___ SOURCE PASSAGE ___
Feedback on offline deployment with custom root CA

Hi there!

We deployed Renku on our own premises. The situation is a bit strange. Our infrastructure is offline, and all internal certificates are signed by a custom root Certificate Authority (root CA), as LetsEncrypt is not an option for offline services. This feedback is a quick overview of our deployment strategy, with some deeper insight in a few interesting points.

:warning: Do not take that as a detailled tutorial on how to deploy Renku on an air gapped environment with custom root CA. This post lacks many important details, and writing a full tutorial would take much more than a Discord post.

Our environment
As mentioned, our infrastructure is close to offline. Inbound connections are forbidden (making LetsEncrypt unusable), and outbound connections are very restricted (making the access to external resources impossible).
This situation caused 2 major problems:

  • all Renku pieces accessing an internal service must be modified in a way to integrate our own root CA
  • all resources have to be stored internally before being used (helm charts, docker images, template repos, …)

Additionally, as kaniko was already installed on our kubernetes cluster, we wanted Renku to use it instead of having access to a host for building Docker images.

The resources already available were:

To keep a high level of reproducibility and keep track of the heavy patching of the deployment, we decided to patch and deploy Renku from the CI/CD of a dedicated renku-deployment GitLab repository.
___
▸ **GIVEN REQUEST 1**
Please copy the Renku deployment post word for word, starting at "We deployed Renku" and ending at "a Discord post.".
▸ **GIVEN REQUEST 2**
Write the next part of the Renku deployment post, picking up after its final sentence.
The lines that come next are separate material, unrelated to the Renku deployment post.
___ ENTRIES SHOWN ___
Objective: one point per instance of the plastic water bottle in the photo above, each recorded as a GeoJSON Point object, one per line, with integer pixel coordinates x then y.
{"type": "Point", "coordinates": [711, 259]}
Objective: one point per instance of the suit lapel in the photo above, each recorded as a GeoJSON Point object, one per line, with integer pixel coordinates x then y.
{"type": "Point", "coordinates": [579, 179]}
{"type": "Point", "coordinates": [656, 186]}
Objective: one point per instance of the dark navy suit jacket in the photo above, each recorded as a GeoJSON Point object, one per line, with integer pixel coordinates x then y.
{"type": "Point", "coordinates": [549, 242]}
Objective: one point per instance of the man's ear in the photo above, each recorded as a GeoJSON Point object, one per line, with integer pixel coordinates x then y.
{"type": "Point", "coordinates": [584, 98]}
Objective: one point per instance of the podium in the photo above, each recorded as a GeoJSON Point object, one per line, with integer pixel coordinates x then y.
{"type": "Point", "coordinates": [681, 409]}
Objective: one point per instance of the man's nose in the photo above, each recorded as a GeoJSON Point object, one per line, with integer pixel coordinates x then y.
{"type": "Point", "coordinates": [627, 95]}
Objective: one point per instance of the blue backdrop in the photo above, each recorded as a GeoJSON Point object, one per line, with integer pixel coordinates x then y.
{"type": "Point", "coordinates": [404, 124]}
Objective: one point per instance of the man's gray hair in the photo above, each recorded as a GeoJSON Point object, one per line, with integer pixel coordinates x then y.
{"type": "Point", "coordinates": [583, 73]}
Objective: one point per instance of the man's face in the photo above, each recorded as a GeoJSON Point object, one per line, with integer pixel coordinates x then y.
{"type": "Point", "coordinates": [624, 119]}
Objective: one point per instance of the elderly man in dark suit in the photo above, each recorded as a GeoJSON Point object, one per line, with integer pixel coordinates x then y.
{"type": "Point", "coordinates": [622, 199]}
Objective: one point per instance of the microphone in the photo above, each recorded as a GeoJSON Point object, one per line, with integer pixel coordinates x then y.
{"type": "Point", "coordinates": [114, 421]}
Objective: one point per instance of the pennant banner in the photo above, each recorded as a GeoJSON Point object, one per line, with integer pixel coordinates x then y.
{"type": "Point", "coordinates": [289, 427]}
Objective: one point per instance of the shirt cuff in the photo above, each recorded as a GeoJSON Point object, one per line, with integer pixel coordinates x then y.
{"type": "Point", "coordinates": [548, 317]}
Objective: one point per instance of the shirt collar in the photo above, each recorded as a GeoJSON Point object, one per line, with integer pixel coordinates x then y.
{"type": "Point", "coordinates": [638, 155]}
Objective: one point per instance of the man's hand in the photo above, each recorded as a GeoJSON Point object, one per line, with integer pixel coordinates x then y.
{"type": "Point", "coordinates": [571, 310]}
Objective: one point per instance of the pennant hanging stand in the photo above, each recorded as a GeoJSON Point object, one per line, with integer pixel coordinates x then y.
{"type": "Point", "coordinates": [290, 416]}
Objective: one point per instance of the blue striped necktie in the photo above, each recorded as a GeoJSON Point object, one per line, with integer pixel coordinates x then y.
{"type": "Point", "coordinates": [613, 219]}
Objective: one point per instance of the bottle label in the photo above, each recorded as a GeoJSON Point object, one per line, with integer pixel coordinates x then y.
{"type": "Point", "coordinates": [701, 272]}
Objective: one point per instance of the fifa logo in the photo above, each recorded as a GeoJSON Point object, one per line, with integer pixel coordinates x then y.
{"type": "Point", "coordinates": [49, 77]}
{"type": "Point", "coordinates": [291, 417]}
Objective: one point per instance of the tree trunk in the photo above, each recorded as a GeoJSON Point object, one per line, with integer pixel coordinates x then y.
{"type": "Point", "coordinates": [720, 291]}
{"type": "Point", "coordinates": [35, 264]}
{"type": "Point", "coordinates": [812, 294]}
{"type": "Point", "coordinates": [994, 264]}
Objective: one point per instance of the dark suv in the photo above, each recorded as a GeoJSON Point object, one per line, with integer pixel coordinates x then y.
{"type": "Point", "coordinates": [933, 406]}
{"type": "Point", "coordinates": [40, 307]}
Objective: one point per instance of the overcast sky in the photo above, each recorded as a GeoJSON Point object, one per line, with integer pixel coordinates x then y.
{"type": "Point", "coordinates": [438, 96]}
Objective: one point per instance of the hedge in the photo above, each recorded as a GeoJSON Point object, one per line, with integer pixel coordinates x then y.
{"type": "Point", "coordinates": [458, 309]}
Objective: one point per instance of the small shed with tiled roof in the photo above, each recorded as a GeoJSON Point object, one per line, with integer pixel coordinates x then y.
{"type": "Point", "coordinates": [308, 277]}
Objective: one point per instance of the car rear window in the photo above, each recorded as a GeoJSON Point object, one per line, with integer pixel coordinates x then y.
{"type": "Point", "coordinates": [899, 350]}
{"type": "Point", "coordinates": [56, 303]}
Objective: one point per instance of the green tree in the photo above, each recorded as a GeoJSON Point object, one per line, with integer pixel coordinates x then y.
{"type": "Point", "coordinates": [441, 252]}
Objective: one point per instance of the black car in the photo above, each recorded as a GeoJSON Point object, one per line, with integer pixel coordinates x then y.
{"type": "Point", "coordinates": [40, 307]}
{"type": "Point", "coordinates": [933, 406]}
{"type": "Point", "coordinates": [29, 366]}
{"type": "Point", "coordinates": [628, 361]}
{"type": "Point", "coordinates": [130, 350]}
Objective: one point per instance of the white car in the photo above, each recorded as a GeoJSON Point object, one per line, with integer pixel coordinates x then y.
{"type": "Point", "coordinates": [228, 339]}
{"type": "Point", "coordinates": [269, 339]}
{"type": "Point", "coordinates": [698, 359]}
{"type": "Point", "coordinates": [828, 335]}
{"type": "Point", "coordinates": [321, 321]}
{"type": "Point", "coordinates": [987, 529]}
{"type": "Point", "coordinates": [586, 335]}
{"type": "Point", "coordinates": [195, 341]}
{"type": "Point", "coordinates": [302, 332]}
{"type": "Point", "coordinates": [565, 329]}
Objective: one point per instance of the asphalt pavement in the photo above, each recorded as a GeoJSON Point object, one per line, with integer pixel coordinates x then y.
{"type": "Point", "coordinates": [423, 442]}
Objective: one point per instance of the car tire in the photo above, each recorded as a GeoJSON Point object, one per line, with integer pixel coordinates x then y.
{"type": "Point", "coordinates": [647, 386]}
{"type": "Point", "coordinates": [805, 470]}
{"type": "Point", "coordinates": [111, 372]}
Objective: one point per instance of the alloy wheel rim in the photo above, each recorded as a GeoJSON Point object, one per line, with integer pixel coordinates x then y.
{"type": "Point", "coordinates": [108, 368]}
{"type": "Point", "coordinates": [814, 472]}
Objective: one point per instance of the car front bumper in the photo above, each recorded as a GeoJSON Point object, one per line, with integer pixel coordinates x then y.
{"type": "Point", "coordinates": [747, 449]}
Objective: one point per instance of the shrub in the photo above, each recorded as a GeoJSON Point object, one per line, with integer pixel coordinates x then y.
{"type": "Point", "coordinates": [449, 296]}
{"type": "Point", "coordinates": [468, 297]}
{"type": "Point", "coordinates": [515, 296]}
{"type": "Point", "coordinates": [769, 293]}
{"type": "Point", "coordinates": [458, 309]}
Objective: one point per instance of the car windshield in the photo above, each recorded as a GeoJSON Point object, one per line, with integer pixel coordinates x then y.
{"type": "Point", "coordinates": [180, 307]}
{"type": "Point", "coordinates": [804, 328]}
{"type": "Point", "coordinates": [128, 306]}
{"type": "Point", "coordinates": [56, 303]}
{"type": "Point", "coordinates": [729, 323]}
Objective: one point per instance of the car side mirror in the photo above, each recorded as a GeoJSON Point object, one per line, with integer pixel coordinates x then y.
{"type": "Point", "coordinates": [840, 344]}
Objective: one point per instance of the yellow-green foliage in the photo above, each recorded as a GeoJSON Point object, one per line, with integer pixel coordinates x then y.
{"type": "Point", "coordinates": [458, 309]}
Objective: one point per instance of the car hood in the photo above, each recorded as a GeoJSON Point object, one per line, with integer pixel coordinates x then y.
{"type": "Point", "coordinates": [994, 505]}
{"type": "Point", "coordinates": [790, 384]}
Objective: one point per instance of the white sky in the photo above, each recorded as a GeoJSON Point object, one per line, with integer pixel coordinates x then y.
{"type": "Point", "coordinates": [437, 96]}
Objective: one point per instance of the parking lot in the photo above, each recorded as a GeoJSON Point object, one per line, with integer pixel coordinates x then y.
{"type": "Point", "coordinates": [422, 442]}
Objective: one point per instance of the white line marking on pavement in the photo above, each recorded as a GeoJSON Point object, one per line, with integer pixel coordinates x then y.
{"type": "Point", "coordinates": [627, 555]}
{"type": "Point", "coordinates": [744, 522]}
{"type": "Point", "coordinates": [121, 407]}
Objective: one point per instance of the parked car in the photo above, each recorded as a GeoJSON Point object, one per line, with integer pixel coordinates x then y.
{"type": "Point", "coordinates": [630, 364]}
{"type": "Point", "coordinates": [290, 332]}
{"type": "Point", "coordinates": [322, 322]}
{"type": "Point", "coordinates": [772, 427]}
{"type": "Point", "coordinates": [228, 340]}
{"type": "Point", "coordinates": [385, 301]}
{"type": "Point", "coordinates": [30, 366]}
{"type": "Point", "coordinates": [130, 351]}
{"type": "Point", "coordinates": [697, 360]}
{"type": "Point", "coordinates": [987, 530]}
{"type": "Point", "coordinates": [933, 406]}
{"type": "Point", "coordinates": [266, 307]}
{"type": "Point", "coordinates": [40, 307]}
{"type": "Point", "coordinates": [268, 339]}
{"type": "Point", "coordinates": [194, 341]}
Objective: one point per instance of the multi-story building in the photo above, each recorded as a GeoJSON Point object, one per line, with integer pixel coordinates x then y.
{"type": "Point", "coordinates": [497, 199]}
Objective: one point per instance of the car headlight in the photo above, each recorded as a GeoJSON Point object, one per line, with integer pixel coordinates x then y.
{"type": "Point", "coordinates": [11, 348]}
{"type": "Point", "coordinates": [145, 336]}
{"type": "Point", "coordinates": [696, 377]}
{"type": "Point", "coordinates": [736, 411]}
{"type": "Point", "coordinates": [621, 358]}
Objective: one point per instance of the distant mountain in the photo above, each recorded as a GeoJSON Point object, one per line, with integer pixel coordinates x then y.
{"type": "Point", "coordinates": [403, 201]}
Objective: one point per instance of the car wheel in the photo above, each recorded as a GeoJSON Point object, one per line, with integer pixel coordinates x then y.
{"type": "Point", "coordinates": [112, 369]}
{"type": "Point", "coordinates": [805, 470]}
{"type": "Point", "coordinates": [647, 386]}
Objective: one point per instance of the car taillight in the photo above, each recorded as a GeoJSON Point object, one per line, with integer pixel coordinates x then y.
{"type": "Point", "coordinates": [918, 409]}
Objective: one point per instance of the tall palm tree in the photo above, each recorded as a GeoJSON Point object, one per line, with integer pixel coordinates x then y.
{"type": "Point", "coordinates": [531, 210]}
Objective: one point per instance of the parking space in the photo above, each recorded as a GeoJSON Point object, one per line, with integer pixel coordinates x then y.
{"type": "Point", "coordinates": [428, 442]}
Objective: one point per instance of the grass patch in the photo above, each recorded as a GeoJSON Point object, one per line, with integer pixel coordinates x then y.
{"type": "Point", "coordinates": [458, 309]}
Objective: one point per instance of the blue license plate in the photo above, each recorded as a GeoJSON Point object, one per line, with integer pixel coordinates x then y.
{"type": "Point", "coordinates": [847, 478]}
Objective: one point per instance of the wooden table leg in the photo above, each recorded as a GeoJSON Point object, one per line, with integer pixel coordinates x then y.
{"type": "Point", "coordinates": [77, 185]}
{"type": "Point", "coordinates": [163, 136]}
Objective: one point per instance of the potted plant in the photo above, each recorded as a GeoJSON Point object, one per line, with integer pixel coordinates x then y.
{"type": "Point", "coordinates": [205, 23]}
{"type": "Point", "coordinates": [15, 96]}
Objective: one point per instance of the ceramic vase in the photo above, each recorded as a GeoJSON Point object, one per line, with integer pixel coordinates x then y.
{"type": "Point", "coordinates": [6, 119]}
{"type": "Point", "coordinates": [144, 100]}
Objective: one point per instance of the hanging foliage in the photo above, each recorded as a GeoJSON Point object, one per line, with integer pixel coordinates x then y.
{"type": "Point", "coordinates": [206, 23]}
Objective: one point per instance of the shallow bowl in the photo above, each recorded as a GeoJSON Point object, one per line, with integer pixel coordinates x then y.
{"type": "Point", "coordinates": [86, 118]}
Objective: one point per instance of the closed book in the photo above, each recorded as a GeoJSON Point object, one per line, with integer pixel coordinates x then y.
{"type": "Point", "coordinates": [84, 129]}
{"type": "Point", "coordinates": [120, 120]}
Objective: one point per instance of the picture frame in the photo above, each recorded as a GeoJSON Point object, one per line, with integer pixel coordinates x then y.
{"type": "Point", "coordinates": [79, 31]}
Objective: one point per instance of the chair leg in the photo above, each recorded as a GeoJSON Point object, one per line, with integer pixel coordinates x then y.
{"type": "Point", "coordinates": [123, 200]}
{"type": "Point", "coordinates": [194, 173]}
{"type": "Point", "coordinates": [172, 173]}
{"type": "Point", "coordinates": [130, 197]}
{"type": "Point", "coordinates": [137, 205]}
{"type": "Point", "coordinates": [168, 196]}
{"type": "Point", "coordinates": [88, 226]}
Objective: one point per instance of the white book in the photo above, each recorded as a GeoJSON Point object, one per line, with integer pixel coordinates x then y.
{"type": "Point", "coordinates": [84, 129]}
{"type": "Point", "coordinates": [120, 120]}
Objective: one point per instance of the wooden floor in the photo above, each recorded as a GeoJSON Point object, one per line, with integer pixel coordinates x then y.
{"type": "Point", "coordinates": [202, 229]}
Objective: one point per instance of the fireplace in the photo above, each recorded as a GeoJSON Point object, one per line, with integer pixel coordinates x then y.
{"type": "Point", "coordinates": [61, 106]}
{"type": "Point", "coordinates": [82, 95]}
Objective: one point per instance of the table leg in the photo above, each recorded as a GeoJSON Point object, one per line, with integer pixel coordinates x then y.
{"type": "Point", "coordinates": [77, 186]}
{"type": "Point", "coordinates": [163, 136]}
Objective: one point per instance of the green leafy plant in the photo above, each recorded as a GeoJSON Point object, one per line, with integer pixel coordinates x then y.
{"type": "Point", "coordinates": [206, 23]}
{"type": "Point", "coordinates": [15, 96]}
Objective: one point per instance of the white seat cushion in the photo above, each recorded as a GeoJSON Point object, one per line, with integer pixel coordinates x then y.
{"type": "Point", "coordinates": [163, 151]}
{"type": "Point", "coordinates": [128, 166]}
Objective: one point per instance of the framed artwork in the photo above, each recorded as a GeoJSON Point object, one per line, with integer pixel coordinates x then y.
___
▸ **FINAL RESULT 1**
We deployed Renku on our own premises. The situation is a bit strange. Our infrastructure is offline, and all internal certificates are signed by a custom root Certificate Authority (root CA), as LetsEncrypt is not an option for offline services. This feedback is a quick overview of our deployment strategy, with some deeper insight in a few interesting points.

:warning: Do not take that as a detailled tutorial on how to deploy Renku on an air gapped environment with custom root CA. This post lacks many important details, and writing a full tutorial would take much more than a Discord post.

▸ **FINAL RESULT 2**
Getting all the resources internally
Most of the outbound connections being forbidden, we had to download all required resources first. A quick checklist:

The certificate hell
Now, if you try to helm install the downloaded chart, it may be deployed properly, but nothing else is going to work. Looking at the log of the different pods, you’ll notice a metric ton of

SunCertPathBuilderException
Certificate not trusted
Impossible to connect to <something>

and other messages having any kind of combination of “certificate” and “invalid”. This basically means that our custom root CA is not imported in the various containers, and any HTTPS connection to a service (mostly Gitlab) will fail. Depending on the way the connection is initiated, the fix will vary. I listed 4 different ways:

  • Python (through http or request library)
  • git
  • OS command
  • Java/Scala

Python case
The fix for Python was fairly easy. By setting the environment variable REQUESTS_CA_BUNDLE, we can tell Python to use a custom root CA. The fix was then to kustomize the helm chart to mount the root CA in the container and add the right env var for each container using Python for HTTPS requests. The patch itself looks something like:

apiVersion: apps/v1
kind: Deployment
metadata:
  name: <DEPLOYMENT_NAME>
  namespace: renku
spec:
  template:
    spec:
      containers:
      - name: <CONTAINER_NAME>
        env:
        - name: REQUESTS_CA_BUNDLE
          value: /etc/ssl/certs/ca-cert.pem
        volumeMounts:
        - name: ca-pemstore
          mountPath: /etc/ssl/certs/ca-cert.pem
          subPath: ca-cert.pem
          readOnly: true
      volumes:
      - name: ca-pemstore
        configMap:
          name: ca-pemstore

Git case
The fix is quiet similar. Git does not use an env var for setting which root CA you want to use, but a config file. The patch therefore mounts a file with the right config.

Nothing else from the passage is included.